■ Exercise ■
Begin at the top of the records and copy each line exactly. The line containing "point(302, 378)" is the last one to include.

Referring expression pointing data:

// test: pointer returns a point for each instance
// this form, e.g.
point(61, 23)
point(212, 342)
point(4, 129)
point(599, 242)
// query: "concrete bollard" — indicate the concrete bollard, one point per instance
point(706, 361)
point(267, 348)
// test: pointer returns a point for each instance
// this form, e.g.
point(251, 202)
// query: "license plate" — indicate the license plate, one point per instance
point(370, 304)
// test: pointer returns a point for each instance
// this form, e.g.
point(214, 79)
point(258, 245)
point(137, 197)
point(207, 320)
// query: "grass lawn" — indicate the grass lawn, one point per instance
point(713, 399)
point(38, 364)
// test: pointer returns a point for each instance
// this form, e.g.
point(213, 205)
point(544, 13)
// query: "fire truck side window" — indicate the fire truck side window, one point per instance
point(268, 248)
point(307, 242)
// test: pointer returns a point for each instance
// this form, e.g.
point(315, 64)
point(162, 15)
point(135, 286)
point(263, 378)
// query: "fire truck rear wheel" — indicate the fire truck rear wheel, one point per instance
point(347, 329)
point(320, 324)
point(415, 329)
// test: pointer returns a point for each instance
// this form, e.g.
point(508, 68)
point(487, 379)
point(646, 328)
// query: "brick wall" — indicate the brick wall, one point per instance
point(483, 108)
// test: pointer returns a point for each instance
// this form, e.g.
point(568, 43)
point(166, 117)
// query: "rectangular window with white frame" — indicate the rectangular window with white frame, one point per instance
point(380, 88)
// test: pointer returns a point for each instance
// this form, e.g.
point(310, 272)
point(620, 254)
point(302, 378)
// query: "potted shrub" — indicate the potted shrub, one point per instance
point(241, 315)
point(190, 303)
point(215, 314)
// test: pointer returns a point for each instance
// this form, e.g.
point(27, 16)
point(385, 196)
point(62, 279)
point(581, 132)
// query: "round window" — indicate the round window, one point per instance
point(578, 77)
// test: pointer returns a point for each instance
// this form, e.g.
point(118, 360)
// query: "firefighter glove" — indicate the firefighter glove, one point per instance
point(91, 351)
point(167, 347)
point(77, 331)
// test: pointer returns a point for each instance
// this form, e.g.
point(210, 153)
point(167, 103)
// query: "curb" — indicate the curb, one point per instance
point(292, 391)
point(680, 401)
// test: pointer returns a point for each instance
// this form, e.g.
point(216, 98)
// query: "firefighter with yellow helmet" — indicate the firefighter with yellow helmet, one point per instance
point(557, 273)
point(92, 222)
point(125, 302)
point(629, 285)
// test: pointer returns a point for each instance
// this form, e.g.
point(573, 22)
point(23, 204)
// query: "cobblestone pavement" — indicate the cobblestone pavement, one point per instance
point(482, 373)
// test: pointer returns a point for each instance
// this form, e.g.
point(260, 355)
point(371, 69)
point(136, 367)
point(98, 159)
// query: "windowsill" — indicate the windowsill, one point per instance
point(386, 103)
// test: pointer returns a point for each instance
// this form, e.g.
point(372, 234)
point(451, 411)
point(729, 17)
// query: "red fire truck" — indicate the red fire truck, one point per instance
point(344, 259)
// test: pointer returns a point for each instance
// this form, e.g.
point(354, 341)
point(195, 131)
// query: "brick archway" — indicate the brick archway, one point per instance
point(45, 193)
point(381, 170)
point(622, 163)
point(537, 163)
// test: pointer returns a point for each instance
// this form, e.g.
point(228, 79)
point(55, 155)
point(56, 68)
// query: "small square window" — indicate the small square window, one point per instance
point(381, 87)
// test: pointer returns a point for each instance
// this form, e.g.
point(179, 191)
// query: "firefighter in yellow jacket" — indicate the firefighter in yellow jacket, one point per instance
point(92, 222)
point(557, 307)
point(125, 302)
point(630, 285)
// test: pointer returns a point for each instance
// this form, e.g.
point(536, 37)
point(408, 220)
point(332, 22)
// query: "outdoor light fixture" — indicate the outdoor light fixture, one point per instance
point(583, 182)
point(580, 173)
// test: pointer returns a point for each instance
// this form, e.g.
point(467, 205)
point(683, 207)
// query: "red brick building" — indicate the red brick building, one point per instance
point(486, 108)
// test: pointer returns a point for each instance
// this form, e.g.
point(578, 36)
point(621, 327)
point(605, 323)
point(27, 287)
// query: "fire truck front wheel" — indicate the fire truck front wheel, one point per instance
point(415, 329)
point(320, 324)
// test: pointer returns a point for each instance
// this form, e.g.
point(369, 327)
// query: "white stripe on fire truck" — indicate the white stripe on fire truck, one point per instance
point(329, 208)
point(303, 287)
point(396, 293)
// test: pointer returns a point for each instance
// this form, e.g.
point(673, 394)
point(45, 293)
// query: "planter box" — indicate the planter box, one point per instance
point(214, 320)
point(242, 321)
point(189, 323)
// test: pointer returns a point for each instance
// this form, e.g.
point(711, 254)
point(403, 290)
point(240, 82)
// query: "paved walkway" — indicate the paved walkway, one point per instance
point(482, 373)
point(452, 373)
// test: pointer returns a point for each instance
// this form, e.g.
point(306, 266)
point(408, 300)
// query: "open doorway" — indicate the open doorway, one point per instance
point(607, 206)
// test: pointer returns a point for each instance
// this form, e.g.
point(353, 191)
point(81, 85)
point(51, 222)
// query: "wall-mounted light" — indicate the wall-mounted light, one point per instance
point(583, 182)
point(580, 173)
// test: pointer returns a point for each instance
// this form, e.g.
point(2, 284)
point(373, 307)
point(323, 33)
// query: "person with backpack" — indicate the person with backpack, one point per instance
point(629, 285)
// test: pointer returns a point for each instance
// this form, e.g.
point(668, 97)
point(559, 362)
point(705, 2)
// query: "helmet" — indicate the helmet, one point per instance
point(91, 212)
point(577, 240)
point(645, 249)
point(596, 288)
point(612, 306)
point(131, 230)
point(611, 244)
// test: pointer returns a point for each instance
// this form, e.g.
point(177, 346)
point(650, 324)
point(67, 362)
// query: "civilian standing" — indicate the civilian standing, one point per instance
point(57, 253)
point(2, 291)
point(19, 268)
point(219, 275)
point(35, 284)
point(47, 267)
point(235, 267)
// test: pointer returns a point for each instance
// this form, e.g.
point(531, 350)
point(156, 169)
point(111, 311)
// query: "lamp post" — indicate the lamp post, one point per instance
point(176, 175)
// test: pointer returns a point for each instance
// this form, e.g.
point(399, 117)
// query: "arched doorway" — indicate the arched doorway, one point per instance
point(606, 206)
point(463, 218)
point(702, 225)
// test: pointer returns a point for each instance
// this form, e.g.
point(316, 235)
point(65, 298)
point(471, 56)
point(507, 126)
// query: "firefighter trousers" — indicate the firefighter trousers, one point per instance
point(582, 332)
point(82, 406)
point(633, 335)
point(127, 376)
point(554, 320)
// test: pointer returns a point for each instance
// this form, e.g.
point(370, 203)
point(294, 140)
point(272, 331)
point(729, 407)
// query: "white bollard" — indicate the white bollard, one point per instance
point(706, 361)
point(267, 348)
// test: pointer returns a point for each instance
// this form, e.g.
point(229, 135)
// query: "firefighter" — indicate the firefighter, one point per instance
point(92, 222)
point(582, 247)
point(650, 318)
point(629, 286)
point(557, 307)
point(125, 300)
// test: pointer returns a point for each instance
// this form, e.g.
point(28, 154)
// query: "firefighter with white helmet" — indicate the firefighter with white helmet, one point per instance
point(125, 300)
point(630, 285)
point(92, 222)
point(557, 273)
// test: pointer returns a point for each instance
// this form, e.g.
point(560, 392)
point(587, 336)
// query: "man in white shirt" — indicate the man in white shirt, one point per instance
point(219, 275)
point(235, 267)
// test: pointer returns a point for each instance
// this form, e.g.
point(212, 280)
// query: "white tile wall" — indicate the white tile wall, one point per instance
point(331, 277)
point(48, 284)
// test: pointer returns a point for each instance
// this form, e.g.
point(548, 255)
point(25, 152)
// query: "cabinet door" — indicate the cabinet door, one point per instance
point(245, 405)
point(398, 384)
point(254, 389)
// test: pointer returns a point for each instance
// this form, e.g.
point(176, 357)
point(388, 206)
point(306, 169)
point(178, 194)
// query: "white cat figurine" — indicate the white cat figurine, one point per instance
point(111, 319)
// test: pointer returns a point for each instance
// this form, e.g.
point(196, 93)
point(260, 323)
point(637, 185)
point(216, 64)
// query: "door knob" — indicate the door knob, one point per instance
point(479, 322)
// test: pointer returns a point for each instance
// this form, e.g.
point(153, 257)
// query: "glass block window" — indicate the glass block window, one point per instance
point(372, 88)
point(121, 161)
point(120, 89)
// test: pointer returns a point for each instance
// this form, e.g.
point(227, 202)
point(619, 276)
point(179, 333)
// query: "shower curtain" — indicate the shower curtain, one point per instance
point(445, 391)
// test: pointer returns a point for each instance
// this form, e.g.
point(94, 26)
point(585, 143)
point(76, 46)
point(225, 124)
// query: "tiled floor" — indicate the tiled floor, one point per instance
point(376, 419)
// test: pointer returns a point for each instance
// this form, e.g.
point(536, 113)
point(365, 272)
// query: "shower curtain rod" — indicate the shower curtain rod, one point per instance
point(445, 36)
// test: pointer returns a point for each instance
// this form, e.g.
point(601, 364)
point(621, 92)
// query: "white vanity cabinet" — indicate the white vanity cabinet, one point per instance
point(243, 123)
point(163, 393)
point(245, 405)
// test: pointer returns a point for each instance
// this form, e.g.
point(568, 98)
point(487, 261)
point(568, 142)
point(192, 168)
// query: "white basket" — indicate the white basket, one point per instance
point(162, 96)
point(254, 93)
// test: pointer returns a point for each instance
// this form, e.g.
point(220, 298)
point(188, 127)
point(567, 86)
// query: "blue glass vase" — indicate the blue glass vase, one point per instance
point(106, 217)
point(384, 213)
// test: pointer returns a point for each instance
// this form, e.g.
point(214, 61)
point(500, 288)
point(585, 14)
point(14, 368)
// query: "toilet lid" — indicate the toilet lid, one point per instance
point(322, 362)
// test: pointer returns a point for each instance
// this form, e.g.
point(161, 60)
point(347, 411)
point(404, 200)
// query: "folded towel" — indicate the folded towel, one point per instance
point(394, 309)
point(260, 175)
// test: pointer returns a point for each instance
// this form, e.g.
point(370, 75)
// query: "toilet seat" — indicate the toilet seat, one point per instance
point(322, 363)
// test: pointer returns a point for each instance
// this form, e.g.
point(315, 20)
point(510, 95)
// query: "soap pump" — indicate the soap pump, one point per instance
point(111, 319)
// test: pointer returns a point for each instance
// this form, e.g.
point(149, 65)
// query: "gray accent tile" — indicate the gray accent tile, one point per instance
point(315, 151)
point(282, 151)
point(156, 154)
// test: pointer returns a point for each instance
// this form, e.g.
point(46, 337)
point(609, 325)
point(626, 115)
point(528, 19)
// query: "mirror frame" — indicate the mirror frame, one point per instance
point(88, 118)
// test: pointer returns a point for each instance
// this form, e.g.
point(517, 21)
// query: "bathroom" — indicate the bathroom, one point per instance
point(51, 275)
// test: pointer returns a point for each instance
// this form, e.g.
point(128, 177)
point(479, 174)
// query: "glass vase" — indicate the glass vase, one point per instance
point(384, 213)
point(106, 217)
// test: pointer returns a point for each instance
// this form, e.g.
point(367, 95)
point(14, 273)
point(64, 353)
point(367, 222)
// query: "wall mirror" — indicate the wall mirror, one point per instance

■ Task solution ■
// test: pointer returns a point for each instance
// this form, e.g.
point(61, 23)
point(212, 342)
point(4, 129)
point(599, 242)
// query: "concrete bollard" — indicate the concrete bollard, one point per instance
point(706, 361)
point(267, 348)
// test: pointer returns a point for each instance
// this form, e.g.
point(251, 202)
// query: "license plate" — indicate the license plate, one point per instance
point(370, 304)
// test: pointer returns a point for each instance
// this form, e.g.
point(214, 79)
point(258, 245)
point(137, 197)
point(207, 320)
// query: "grass lawn" — indicate the grass lawn, one point per instance
point(713, 399)
point(38, 364)
// test: pointer returns a point for each instance
// this form, e.g.
point(213, 205)
point(544, 13)
// query: "fire truck side window" — indicate the fire truck side window, one point per instance
point(268, 248)
point(307, 242)
// test: pointer returns a point for each instance
// this form, e.g.
point(315, 64)
point(162, 15)
point(135, 286)
point(263, 378)
// query: "fire truck rear wheel" — indicate the fire truck rear wheel, one point per instance
point(347, 329)
point(320, 324)
point(415, 329)
// test: pointer returns a point for each instance
// this form, e.g.
point(508, 68)
point(487, 379)
point(646, 328)
// query: "brick wall" — indicate the brick wall, one point per instance
point(483, 108)
// test: pointer returns a point for each instance
// this form, e.g.
point(568, 43)
point(166, 117)
// query: "rectangular window with white frame" — indicate the rectangular window with white frame, one point per instance
point(380, 88)
// test: pointer returns a point for each instance
// this form, e.g.
point(310, 272)
point(620, 254)
point(302, 378)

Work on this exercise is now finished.